§ **Written task**: Repeat the following lines exactly and nothing else: the line containing "For every instance of the man in dark" and each line after it through the end of the listing.

§ **Entries**:
--
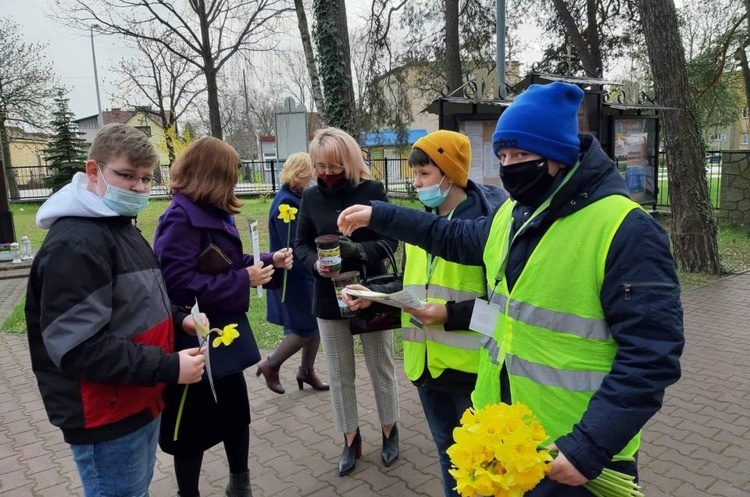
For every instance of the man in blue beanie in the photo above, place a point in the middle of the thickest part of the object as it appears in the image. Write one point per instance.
(585, 320)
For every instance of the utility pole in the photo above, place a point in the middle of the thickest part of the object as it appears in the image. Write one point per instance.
(7, 229)
(100, 118)
(500, 28)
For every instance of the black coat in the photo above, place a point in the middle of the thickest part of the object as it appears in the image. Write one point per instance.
(318, 215)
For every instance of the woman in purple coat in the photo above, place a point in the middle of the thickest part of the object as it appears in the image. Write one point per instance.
(201, 215)
(295, 312)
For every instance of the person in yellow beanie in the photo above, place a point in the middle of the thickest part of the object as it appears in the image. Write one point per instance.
(441, 355)
(583, 323)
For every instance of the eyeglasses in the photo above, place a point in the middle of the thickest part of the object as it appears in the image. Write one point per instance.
(328, 168)
(147, 181)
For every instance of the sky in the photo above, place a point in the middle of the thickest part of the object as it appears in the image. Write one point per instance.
(69, 50)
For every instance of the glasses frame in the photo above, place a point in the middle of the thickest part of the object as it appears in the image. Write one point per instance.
(321, 168)
(146, 181)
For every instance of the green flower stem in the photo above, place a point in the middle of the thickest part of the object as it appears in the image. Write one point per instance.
(288, 234)
(179, 413)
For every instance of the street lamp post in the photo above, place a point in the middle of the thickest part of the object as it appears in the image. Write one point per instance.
(500, 28)
(7, 229)
(100, 118)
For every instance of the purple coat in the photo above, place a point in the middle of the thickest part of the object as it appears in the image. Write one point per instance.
(184, 230)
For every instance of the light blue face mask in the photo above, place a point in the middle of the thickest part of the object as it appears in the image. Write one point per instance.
(124, 202)
(431, 196)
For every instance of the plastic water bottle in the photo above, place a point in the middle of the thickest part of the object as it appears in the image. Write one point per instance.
(15, 249)
(26, 248)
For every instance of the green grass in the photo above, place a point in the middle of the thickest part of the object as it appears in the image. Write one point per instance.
(734, 246)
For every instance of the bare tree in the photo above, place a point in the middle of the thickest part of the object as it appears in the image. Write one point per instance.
(694, 228)
(211, 31)
(27, 87)
(166, 81)
(453, 75)
(331, 35)
(312, 67)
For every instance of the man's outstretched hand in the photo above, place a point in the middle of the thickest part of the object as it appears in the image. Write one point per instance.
(354, 217)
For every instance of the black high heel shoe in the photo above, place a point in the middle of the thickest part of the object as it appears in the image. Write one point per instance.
(390, 447)
(350, 455)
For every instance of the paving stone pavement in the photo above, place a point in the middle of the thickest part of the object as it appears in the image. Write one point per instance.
(698, 444)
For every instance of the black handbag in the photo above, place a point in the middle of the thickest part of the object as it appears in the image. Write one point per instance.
(378, 317)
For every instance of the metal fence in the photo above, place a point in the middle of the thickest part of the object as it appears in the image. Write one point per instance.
(262, 177)
(713, 163)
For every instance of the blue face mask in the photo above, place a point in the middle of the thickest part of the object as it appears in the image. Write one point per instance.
(431, 196)
(124, 202)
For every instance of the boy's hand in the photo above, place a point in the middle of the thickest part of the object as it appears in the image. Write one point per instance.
(188, 324)
(356, 216)
(191, 366)
(259, 274)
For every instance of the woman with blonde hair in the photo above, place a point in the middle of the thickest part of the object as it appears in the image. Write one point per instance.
(294, 313)
(344, 180)
(203, 261)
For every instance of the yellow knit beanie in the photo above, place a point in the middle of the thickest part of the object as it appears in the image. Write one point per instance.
(450, 151)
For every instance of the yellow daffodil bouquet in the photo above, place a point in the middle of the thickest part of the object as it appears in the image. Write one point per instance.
(287, 214)
(224, 336)
(498, 451)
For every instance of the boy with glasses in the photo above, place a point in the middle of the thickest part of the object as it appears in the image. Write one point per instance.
(100, 325)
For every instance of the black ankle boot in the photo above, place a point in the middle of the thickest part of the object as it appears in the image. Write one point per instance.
(390, 447)
(350, 455)
(239, 485)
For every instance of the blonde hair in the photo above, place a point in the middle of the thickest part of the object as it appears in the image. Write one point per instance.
(206, 172)
(119, 140)
(296, 166)
(336, 147)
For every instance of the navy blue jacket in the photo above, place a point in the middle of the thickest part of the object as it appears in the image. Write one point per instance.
(640, 296)
(296, 311)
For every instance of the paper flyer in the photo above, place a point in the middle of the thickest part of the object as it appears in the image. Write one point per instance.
(252, 225)
(402, 299)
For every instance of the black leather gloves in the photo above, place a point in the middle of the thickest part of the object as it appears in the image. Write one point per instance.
(351, 250)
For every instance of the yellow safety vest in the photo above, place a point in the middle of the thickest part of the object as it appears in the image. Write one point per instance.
(552, 334)
(441, 350)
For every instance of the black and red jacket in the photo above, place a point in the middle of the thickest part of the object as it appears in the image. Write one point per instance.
(100, 329)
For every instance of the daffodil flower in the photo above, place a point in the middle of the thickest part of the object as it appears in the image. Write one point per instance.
(287, 213)
(498, 452)
(225, 336)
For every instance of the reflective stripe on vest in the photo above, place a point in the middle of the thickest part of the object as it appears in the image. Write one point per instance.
(551, 332)
(432, 347)
(563, 322)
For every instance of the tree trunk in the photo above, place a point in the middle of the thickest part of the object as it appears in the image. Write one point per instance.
(312, 68)
(694, 228)
(745, 71)
(453, 71)
(209, 69)
(743, 56)
(331, 36)
(585, 54)
(10, 176)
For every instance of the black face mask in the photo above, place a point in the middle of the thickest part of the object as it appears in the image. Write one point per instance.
(527, 182)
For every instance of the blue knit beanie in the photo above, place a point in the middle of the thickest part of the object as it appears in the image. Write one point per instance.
(542, 120)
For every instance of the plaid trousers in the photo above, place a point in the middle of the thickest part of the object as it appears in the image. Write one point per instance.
(338, 349)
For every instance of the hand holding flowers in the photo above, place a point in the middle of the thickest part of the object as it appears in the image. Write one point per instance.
(498, 451)
(287, 214)
(224, 336)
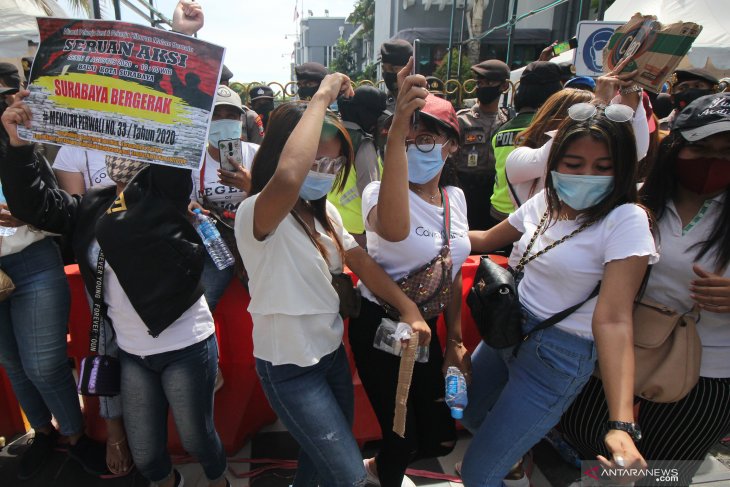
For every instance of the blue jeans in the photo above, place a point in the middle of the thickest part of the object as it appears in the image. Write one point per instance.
(183, 380)
(514, 401)
(33, 337)
(316, 404)
(215, 281)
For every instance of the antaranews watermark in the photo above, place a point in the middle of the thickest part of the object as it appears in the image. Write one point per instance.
(659, 474)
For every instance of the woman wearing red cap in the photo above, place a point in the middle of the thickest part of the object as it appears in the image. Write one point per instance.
(407, 215)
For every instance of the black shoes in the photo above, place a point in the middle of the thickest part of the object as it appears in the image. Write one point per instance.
(90, 454)
(37, 454)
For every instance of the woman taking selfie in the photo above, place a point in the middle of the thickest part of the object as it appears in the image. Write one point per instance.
(584, 228)
(414, 217)
(292, 242)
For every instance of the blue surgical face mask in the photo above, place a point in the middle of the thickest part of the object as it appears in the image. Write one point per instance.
(223, 130)
(424, 166)
(316, 185)
(581, 192)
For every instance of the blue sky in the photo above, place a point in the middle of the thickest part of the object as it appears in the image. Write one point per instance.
(259, 36)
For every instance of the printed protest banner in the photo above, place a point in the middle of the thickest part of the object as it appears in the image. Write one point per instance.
(123, 89)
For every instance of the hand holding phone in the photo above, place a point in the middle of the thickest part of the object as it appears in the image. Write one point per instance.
(230, 149)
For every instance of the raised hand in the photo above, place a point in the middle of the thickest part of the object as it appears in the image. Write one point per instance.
(188, 17)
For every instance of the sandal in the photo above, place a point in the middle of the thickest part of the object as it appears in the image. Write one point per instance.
(120, 451)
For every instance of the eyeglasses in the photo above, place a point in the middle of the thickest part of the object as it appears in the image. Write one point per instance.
(423, 142)
(615, 112)
(328, 165)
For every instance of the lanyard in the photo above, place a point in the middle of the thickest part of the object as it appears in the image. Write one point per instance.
(98, 308)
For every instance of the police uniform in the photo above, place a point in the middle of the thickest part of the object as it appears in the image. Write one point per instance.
(475, 163)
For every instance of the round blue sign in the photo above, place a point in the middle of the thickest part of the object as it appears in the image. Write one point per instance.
(593, 48)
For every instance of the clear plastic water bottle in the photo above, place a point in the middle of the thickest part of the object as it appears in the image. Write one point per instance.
(217, 248)
(456, 397)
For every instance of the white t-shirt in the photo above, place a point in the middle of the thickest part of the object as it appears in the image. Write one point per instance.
(294, 307)
(567, 274)
(670, 279)
(90, 163)
(193, 326)
(425, 239)
(221, 196)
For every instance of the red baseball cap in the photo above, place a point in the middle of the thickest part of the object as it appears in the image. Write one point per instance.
(442, 111)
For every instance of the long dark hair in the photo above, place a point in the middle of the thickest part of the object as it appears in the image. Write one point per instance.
(661, 186)
(549, 116)
(281, 124)
(619, 140)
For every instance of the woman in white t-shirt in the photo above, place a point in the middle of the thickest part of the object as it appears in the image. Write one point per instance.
(292, 241)
(406, 228)
(689, 191)
(584, 228)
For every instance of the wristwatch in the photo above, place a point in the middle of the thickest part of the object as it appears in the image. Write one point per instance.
(631, 428)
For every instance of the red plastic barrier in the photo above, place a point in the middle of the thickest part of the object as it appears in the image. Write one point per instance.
(241, 408)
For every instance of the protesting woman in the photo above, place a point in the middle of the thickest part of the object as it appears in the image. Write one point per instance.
(292, 242)
(134, 241)
(414, 217)
(585, 228)
(688, 190)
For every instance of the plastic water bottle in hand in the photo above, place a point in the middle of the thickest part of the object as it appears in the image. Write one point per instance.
(456, 392)
(217, 248)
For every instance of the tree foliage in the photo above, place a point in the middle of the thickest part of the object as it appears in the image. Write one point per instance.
(463, 74)
(364, 13)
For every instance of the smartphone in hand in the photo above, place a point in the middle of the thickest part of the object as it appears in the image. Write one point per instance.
(230, 148)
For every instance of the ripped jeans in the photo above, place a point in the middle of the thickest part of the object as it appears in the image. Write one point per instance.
(316, 404)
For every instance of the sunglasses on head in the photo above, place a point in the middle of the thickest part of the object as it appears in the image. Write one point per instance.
(615, 112)
(328, 165)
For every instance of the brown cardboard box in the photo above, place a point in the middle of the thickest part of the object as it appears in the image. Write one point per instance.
(655, 49)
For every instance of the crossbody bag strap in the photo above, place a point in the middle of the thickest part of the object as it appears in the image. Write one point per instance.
(447, 216)
(98, 307)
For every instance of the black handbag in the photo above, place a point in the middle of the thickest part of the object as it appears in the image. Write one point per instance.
(494, 299)
(100, 375)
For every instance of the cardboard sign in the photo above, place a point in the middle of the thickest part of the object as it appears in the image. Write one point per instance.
(123, 89)
(655, 50)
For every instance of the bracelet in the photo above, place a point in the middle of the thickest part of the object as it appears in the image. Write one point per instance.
(630, 89)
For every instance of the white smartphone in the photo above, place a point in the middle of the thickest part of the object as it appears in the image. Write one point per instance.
(230, 148)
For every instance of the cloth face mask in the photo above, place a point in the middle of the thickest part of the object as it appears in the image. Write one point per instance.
(581, 192)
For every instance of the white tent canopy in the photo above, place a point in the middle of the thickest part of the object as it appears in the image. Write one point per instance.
(18, 25)
(713, 43)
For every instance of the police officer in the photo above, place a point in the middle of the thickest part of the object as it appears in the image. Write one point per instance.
(394, 55)
(359, 116)
(262, 100)
(309, 76)
(474, 161)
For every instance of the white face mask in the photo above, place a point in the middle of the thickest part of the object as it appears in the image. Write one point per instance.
(224, 130)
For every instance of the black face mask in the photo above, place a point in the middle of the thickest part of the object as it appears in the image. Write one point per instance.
(686, 97)
(307, 92)
(391, 81)
(487, 94)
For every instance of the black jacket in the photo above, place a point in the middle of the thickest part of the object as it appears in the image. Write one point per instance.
(145, 233)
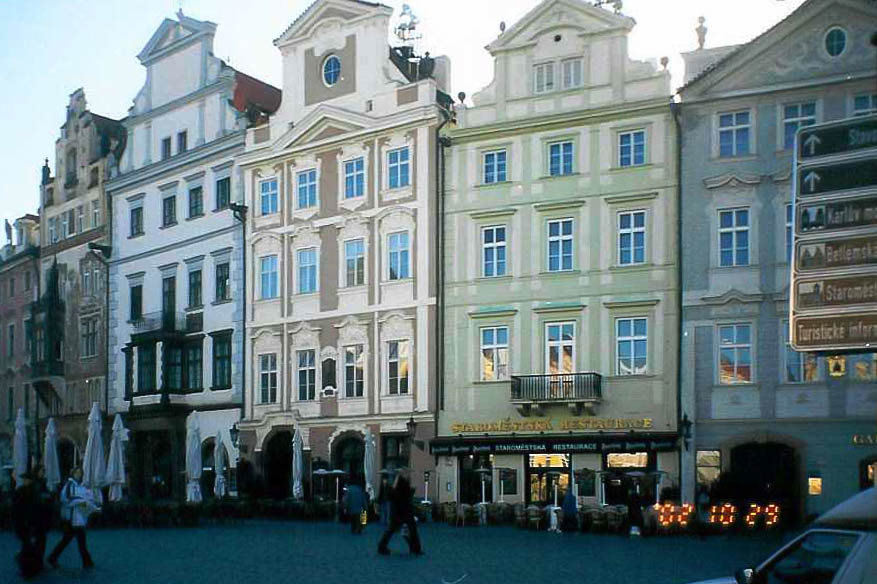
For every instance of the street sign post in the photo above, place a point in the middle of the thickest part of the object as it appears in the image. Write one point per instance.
(833, 294)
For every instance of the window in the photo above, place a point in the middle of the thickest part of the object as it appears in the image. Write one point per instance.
(268, 378)
(169, 211)
(560, 158)
(223, 193)
(268, 190)
(307, 375)
(835, 41)
(331, 70)
(735, 354)
(494, 353)
(136, 221)
(354, 178)
(543, 78)
(708, 465)
(354, 371)
(631, 344)
(493, 251)
(397, 367)
(222, 288)
(398, 168)
(494, 167)
(354, 259)
(560, 245)
(631, 238)
(398, 255)
(632, 148)
(195, 300)
(864, 105)
(136, 302)
(796, 116)
(307, 270)
(307, 189)
(222, 361)
(268, 265)
(196, 202)
(734, 237)
(572, 73)
(734, 134)
(560, 350)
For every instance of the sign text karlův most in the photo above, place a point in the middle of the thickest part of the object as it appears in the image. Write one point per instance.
(834, 277)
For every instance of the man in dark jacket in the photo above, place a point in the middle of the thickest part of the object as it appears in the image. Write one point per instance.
(401, 513)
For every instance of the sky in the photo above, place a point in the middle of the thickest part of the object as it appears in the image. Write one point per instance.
(49, 48)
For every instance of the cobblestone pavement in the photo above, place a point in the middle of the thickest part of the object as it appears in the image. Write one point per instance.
(263, 552)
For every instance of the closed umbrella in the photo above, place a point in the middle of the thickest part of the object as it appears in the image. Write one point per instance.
(19, 447)
(50, 458)
(193, 459)
(297, 465)
(219, 467)
(116, 464)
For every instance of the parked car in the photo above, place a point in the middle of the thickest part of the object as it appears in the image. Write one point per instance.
(840, 548)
--
§ **Final answer**:
For every instance of the man in dark jacket in the photo above, place a point in the middle of the thickest part of the object as it appears in the image. Write one point per instance.
(401, 513)
For every instance of the sky in the photo above, place a point in the middle of the thickest part of the object as it appears in the image. Write one point per instance.
(49, 48)
For every instance of the cobblestone pavement in the photo above, place a point in the middle of the thickest part of the object as it appears in the image. Write one point per instance.
(263, 552)
For every instance of the closed umbrella in the photo above, place a point in the middle of the thickest part of the object as it appears in the image. Write one point per instance.
(19, 447)
(50, 458)
(193, 459)
(297, 465)
(219, 467)
(116, 464)
For every instance of the parked car in the photo above, place a point in the middle of the thickest part of the object as it appears in the image. Write one point per instance.
(840, 548)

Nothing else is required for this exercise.